» **TASK OBJECTIVE**
Retype the data below, every word of it, exactly.

» **Records excerpted from a collection**
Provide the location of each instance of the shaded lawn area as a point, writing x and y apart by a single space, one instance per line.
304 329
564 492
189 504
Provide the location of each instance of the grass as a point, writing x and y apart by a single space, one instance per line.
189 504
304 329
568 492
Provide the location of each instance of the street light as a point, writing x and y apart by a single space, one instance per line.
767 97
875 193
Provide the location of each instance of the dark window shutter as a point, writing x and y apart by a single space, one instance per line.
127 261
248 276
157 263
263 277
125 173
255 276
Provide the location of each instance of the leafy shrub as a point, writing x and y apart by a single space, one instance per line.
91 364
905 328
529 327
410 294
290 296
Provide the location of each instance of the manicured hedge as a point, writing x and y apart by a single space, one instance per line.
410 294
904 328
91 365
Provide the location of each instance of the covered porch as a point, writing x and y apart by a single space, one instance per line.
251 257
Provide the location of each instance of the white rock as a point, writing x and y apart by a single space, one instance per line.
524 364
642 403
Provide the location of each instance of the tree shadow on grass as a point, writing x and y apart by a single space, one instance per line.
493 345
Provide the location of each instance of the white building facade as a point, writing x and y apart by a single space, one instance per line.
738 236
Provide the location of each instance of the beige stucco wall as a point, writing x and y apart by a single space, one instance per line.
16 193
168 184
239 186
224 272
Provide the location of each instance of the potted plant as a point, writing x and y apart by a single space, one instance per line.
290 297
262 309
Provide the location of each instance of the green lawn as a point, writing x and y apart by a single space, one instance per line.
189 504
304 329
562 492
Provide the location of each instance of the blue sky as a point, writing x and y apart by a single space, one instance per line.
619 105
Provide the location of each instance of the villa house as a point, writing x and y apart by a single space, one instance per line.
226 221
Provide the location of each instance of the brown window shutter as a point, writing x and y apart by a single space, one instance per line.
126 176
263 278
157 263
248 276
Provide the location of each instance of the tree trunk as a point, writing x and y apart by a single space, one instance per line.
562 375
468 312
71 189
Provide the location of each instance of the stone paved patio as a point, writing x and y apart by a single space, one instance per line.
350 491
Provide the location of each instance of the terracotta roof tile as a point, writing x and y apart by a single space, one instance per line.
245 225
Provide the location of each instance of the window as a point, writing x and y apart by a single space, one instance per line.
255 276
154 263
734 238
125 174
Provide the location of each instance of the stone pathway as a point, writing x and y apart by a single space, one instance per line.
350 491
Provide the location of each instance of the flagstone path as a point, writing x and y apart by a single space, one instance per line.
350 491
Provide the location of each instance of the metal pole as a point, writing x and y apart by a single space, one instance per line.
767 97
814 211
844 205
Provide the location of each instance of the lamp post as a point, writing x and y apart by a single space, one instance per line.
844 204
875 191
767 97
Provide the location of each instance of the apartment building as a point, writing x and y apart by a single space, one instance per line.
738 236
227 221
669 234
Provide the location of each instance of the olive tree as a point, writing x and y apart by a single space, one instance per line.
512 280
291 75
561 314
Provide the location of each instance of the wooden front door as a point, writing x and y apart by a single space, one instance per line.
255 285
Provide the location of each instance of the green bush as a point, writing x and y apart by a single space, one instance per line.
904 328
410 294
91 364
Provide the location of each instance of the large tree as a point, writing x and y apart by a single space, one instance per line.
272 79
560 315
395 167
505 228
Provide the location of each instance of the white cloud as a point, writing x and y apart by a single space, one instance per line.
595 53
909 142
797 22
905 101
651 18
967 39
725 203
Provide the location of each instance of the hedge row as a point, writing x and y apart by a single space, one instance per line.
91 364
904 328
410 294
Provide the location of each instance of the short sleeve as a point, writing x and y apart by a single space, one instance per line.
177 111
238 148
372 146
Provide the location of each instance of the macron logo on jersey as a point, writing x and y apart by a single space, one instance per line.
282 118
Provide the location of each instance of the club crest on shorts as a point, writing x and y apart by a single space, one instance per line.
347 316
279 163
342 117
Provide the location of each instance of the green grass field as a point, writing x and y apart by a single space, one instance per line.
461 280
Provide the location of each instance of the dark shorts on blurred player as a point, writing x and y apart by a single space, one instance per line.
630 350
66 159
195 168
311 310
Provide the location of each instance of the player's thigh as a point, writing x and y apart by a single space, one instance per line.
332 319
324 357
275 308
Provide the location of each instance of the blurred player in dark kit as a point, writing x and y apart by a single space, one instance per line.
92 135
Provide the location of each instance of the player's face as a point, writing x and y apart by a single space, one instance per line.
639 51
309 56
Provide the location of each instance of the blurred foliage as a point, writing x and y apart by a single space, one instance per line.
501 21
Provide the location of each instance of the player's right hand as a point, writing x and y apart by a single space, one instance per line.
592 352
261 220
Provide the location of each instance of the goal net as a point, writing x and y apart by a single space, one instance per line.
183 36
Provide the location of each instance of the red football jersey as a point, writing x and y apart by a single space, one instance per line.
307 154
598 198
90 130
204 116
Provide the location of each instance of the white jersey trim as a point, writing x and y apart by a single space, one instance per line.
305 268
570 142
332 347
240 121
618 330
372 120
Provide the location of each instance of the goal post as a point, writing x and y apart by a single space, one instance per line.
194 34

» **ANSWER SECTION**
Provide the location of each instance of the shaded lawn area as a point, writing x and y apart by a single space, one instance per line.
304 329
564 492
189 504
Provide the location of each instance of the grass as a point, writing x and y apart by a single space, one instance per line.
189 504
304 329
568 492
Provide the location of each instance of the street light as a point, writing x and y apart by a single space, one instance per line.
767 97
875 193
Provide the location of each instance of the dark window shutter as a point, writing x and y apart by a single space, one instance per line.
127 261
248 276
157 263
263 277
125 173
255 276
Provide the location of each instance of the leafy shrub as a point, writing x and y apart by a single space, one instance per line.
91 364
905 328
529 327
410 294
290 296
Provide the location of each instance of the manicured hedge as a point, writing x and y apart by a single space, one instance per line.
410 294
904 328
91 365
Provide the location of each instance of the covered porch as a point, writing x and y apart by a single space, one instance per line.
251 257
Provide the location of each instance of the white rock as a point, writing x and y apart by a single space, one instance per line.
524 364
642 403
Provide the location of each instance of the tree shadow on grass as a point, writing x and y apart by a single space, one instance per line.
493 345
Provide the location of each instance of the white building facade as a point, writing x and y apart by a single space, one instance per line.
738 236
Provide the location of each instance of the beige stucco wall as a point, writing x and y apart by a single space, one instance per line.
16 193
168 184
239 186
224 272
Provide the location of each instance of the potted plant as a point, writing x and y apart by a single space, one instance per line.
290 297
262 309
Provide the location of each instance of the green lawn as a point, writing x and y apart by a single space, one instance per line.
189 504
304 329
562 492
Provide the location of each instance of the blue sky as a point, writing x and y apart by a single space, one instance per line.
619 105
Provide the location of each instance of the villa house as a point, writing x and y apart by a single space, one instance per line.
226 221
Provide the location of each instance of the brown window shutter as a point, writing x and y apart by a single space, one instance per line.
126 176
263 278
157 263
248 276
Provide the location of each instance of the tree trunk as a point, writing x and y apart by a single space, one instance per line.
562 375
468 312
71 189
Provide the location of each instance of the stone paved patio as a point, writing x and y apart by a single space, one instance per line.
350 491
Provide the location of each instance of the terracotta roof tile as a point, writing x and y apart by a single space, one instance per line.
245 225
Provide the location of each instance of the window as a point, writing x and y apart by a single space, one instance per line.
255 276
154 263
734 238
125 174
Provide the location of each instance of the stone pathway as a point, writing x and y apart by a single space, one instance per line.
350 491
Provide the location of each instance of the flagstone path as a point, writing x and y apart by a single space, one instance per line.
350 491
Provide the location of each instance of the metal pole as a point, writing x and y apart by a single space, one instance per line.
767 97
814 211
844 205
Provide the location of each instance of the lamp post as a point, writing x and y apart by a single space, one instance per line.
844 204
875 191
767 97
Provide the location of each instance of the apartment building as a point, writing x and y apart by a single space, one instance per line.
738 236
227 221
669 234
Provide the location of each instance of the olive tree as a point, writing x and y apart by a single space, one instance per line.
512 280
291 75
561 314
Provide the location of each instance of the wooden front door as a point, writing x and y apart by a single space, one instance per line.
255 285
Provide the location of each instance of the green bush as a point, writing x and y apart by a single space, one instance per line.
904 328
410 294
91 364
Provide the location of each instance of the large tree as a point, writing x and y apart by a single space, one instance per line.
272 79
560 315
395 167
505 228
Provide the location of each instance of the white cloud as a point, writing x and y apart by a single space, one instance per line.
595 53
909 142
797 22
905 101
651 18
967 39
725 203
Provide the location of each instance of the hedge row as a point, writing x and y apart by a single space, one instance per line.
91 364
904 328
410 294
Provide the location of each instance of the short sleeve as a point, writing x and y apart by a single space, one instance per line.
177 111
238 148
372 146
Provide the location of each instance of the macron logo on jersey as a point, writing x and y apart by a single space, one instance per line.
282 118
Provide the location of each instance of the club crest on shorts as a point, writing x and y apart by a single space, one instance per line.
347 316
279 163
342 117
Provide the location of each instance of the green grass field as a point, writing x and y apart by a single space, one instance per line.
461 280
Provide the location of each instance of the dark shorts on blurred player as a point, writing x and y apart by a single space, one instance per line.
630 350
66 159
195 168
311 310
Provide the location of each instance of the player's thigh as a point, writing x and y apart by a single space, one instance per line.
332 319
324 357
275 308
Provide the location of each instance of the blurred player in dark kit as a point, writing x and y apart by a single space, one instance per line.
92 135
Provide the location of each instance of the player's face as a point, writing x and y apart by a single space, one instance per line.
639 51
309 56
Provide the location of each instance of the blurred foliage as a point, writing x and y apart by a single space, one instance per line.
501 21
Provide the location of each instance of the player's right hand as a point, writing x and y apart by a single space, one instance per line.
592 352
261 220
Provide the location of each instance of the goal net as a point, writing x and y apart by a single space, one instance per line.
183 36
Provide the location of each instance of the red football jersey as a point, writing x and y apart by a single space, one instance per line.
307 154
598 198
90 130
204 116
Provide the location of each instance of the white jersey trim as a point, writing x and y apart by a single space, one instance per line.
305 268
570 142
332 347
240 121
618 330
372 120
Provide the location of each instance of the goal post as a point, writing x and y apart by a single space, one instance per line.
194 34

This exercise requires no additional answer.